→ Brief 1:
In the article on the Lord's Resistance Army, roughly how many US military advisers were sent to central Africa in late 2011?
→ Brief 2:
From the article on the Lord's Resistance Army, extract word for word the section starting with "With the help" and going on through "(LRA) rebel group.".

With the help of US military advisers, African forces have made progress in the push to apprehend Joseph Kony and his Lord’s Resistance Army, but challenges remain. The US, UN, and African Union must pressure the region's governments to allow access to LRA safe havens.
“American, American, American” a group of enthusiastic children shout at a group of US troops at a dusty roadside in Obo. The once sleepy village in the southeastern corner of the Central African Republic (CAR) is now a logistical hub for joint US-Ugandan operations against Joseph Kony’s Lord’s Resistance Army (LRA) rebel group.
The more-than-two-decades-old rebel group is known for its use of child soldiers to fill the ranks. More than 4,500 people have been abducted by the group since December 2008, and at least 2,300 civilians were killed over the same period. The United Nations estimates that 350,000 civilians have been displaced across central Africa because of LRA atrocities.
The excitement of the children I saw in Odo reflects new optimism among locals – and a renewed sense of safety. The arrival of US Special Forces has had a game-changing impact on the counter-LRA efforts. Their presence provides real hope for ending the rebel group and providing a brighter future for the thousands of people that suffer because of weekly attacks and lootings from the rebels. Local religious and traditional leaders have appealed to US advisers to stay, saying their security has improved. The Obama administration must heed this appeal and ensure that the advisers remain deployed until the senior leadership of the LRA has been removed.
A team of approximately 100 US military advisers was sent to central Africa in late 2011 to help African forces – mainly Ugandan – dismantle the LRA. The US advisers are based in field locations in South Sudan, the Central African Republic, the Democratic Republic of Congo (DRC), and at a tactical headquarter in Uganda. The advisers are combat-equipped but only authorized to use lethal force in self-defense. They rely on partner forces to fight the LRA, and the counter-LRA campaign has yielded measurable progress.
The LRA faces mounting pressure, and is weaker than ever before. Attacks are down by 53 percent since the advisers’ deployment, and LRA killings decreased 67 percent from 2011 to 2012. Reports estimate that only 200 – 300 fighters remain with the group and operate in the border region between CAR, South Sudan, and the Democratic Republic of Congo.
By contrast, regional counter-LRA military forces are growing stronger. The US advisers have provided hands-on military training for regional troops and have improved their jungle-tracking capabilities, intelligence gathering, and capacity to protect civilians.
Working together with regional forces, international organizations and local civil society leaders, the advisers have promoted LRA defections with “come home” radio messages, fliers and safe reporting sites where LRA fighters can surrender peacefully. The majority of LRA fighters were abducted forcefully – often at a very young age – and desire to escape, but their fear of punishment from rebel commanders or retaliatory attacks from local communities, make them stay with the group. Seventy-nine percent of LRA who surrendered in the past year cited come-home fliers as influential in their escape.

→ Entries supplied:
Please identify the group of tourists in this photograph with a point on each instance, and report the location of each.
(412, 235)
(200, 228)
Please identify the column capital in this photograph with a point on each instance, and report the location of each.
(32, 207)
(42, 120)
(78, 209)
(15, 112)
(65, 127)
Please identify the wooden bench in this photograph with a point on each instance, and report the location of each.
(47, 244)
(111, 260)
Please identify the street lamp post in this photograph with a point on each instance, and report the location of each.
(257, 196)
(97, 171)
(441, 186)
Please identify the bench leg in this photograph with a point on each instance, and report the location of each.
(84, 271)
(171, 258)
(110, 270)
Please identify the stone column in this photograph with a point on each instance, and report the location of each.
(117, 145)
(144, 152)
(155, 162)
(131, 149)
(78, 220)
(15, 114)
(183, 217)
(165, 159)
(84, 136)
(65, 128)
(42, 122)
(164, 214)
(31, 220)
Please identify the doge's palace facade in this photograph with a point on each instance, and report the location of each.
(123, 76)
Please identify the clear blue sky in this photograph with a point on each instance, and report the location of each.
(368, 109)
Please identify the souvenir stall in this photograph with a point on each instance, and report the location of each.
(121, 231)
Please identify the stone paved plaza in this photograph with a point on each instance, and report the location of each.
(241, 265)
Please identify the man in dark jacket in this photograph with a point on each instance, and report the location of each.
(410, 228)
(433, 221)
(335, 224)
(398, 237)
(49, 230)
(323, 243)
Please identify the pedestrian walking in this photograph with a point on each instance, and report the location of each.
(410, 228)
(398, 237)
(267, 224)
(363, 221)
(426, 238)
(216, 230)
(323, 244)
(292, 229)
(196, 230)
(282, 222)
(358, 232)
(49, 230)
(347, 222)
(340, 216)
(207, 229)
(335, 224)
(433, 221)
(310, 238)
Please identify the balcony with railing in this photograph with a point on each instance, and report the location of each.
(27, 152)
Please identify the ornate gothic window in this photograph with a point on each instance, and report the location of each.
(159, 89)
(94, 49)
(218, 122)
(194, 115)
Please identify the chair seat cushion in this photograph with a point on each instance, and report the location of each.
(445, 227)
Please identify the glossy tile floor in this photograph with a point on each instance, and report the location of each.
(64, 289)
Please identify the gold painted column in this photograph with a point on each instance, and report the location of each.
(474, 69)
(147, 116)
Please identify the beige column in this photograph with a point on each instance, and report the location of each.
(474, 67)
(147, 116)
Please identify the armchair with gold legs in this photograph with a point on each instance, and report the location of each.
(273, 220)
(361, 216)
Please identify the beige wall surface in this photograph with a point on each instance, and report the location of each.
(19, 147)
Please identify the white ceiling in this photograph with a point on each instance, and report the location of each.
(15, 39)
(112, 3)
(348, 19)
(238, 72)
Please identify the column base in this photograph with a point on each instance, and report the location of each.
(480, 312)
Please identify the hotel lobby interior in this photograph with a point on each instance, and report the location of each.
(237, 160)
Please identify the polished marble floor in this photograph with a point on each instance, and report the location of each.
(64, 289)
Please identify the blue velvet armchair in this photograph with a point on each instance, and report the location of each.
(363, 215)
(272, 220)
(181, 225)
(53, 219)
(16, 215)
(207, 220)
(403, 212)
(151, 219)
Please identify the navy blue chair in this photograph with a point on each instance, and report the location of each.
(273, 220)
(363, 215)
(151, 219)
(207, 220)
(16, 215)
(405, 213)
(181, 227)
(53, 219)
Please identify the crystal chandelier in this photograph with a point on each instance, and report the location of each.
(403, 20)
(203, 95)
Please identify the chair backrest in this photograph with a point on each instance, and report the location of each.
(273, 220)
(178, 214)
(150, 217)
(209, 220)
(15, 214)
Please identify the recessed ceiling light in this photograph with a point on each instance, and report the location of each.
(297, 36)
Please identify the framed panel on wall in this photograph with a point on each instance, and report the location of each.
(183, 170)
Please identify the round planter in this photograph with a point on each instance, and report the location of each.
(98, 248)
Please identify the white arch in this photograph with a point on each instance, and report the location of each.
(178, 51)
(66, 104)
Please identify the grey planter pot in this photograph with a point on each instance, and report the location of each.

→ Written response 1:
Approximately 100.

→ Written response 2:
With the help of US military advisers, African forces have made progress in the push to apprehend Joseph Kony and his Lord’s Resistance Army, but challenges remain. The US, UN, and African Union must pressure the region's governments to allow access to LRA safe havens.
“American, American, American” a group of enthusiastic children shout at a group of US troops at a dusty roadside in Obo. The once sleepy village in the southeastern corner of the Central African Republic (CAR) is now a logistical hub for joint US-Ugandan operations against Joseph Kony’s Lord’s Resistance Army (LRA) rebel group.